EXERCISE.
Write out exactly the lines running from the one that contains "Query = german license plate" through the end of the material.
-- Opening Marker --
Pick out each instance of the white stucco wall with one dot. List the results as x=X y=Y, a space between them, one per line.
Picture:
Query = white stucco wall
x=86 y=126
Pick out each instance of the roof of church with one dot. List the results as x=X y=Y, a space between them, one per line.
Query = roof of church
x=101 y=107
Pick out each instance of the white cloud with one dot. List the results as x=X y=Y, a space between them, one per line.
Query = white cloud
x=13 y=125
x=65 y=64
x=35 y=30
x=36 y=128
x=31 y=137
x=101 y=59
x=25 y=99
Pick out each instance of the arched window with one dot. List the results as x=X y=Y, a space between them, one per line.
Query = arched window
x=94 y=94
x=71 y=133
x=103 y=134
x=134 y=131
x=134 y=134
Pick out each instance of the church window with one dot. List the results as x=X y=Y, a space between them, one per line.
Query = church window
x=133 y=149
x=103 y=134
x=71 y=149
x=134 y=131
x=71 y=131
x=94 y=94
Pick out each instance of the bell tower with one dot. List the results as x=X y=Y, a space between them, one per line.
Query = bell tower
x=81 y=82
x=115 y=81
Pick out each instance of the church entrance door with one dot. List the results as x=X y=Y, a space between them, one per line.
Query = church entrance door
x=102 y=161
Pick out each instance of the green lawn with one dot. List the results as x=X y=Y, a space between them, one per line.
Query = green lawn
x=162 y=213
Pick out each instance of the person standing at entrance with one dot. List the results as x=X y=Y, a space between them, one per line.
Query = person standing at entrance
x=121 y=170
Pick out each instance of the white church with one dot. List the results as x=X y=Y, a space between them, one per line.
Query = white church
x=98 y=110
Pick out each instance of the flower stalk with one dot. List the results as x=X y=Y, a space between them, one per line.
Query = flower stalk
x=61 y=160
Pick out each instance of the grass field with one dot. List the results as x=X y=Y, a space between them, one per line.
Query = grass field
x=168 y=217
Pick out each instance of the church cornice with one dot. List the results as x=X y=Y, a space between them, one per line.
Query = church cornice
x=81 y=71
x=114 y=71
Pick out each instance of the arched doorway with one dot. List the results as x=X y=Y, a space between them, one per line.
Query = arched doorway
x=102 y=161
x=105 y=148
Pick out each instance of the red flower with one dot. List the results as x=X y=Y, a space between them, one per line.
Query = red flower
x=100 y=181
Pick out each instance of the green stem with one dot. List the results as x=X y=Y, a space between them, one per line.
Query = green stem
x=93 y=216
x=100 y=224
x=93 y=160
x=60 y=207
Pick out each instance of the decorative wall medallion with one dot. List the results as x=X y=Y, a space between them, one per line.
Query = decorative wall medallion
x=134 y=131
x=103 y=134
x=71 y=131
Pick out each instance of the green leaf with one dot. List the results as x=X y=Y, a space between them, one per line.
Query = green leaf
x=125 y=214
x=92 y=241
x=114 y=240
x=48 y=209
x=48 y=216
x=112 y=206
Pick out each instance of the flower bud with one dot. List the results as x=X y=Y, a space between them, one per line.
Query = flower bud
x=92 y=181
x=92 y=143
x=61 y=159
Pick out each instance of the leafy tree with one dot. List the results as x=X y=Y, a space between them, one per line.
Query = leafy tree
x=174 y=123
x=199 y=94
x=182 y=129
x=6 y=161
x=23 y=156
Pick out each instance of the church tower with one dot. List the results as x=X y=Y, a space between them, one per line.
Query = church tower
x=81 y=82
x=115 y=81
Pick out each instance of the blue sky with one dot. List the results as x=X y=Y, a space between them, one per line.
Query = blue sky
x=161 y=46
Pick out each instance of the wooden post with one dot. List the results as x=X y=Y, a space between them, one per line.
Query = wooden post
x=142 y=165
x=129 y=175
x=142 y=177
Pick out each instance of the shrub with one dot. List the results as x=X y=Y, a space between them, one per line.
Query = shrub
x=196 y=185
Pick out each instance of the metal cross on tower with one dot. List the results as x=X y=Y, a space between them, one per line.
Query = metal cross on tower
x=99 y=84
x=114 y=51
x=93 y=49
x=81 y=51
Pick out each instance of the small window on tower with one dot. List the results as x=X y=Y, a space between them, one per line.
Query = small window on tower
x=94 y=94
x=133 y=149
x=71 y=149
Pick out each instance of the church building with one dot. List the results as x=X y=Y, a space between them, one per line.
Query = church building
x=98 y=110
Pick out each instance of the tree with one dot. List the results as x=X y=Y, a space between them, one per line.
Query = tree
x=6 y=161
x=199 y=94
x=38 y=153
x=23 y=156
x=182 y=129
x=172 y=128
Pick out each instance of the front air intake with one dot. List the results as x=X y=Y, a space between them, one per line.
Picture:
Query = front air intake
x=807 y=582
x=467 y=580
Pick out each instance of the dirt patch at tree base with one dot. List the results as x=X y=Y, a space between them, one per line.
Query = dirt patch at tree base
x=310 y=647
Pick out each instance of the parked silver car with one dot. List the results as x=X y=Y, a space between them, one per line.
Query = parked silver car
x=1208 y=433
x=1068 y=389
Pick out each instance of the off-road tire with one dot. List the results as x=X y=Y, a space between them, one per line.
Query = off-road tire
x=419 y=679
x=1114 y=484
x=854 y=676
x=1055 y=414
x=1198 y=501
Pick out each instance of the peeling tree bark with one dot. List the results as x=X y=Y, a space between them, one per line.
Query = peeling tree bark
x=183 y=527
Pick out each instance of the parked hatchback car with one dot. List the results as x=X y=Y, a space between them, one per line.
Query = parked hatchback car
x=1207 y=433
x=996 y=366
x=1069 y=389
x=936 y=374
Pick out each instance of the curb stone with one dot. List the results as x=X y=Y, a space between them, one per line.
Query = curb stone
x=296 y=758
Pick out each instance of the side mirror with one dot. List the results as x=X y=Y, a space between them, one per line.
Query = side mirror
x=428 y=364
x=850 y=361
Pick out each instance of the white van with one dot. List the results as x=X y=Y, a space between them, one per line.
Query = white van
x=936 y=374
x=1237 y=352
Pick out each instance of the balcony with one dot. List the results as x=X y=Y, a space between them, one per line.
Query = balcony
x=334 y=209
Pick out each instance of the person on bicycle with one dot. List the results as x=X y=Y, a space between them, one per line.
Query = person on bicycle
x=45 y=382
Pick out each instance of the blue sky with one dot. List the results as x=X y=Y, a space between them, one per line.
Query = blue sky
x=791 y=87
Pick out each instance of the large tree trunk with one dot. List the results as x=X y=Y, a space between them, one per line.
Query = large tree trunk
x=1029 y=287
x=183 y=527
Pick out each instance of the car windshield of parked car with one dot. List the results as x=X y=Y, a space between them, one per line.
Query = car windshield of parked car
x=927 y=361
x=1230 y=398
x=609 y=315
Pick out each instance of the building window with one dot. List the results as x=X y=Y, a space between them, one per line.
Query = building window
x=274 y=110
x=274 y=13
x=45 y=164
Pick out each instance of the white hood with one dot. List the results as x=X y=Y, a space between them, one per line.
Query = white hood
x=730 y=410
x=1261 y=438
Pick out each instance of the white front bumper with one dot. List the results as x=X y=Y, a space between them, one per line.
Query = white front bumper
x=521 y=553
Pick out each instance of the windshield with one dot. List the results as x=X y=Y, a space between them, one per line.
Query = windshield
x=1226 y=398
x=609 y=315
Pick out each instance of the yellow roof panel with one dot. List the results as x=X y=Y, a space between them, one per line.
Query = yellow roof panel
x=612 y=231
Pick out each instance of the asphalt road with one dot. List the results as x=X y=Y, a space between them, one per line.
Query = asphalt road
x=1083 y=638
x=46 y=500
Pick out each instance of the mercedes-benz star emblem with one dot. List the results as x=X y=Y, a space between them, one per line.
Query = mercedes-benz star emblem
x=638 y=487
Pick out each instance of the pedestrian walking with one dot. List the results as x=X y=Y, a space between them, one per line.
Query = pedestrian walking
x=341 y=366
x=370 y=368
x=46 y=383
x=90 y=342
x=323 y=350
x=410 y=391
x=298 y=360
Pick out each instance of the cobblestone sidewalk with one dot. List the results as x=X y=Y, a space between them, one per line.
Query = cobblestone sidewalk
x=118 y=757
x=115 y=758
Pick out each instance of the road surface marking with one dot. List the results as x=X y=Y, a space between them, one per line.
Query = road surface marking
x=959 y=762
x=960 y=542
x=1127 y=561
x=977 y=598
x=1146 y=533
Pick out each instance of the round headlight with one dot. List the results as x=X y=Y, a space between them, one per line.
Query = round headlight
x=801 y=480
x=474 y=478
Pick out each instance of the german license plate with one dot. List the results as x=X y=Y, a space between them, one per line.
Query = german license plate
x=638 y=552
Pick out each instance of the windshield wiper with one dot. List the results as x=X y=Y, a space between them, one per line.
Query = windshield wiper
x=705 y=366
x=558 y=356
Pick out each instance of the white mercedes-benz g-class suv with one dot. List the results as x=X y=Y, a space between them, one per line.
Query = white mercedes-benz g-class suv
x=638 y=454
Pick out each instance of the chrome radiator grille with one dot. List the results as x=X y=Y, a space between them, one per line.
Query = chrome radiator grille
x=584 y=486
-- Closing Marker --
RESULT OF THIS EXERCISE.
Query = german license plate
x=638 y=552
Pick out each instance of the windshield wiper with one dot. List the results as x=X y=Y, a space between them, one per line.
Query = windshield wiper
x=705 y=366
x=558 y=356
Pick out each instance of the white mercedes-benz g-class suv with one dot. List the results as x=X y=Y, a space between them, one per line.
Query = white mercedes-benz g-class suv
x=638 y=454
Pick out each instance of the chrome radiator grille with one dot. List the results as x=X y=Y, a space between them, one per line.
Query = chrome radiator grille
x=584 y=486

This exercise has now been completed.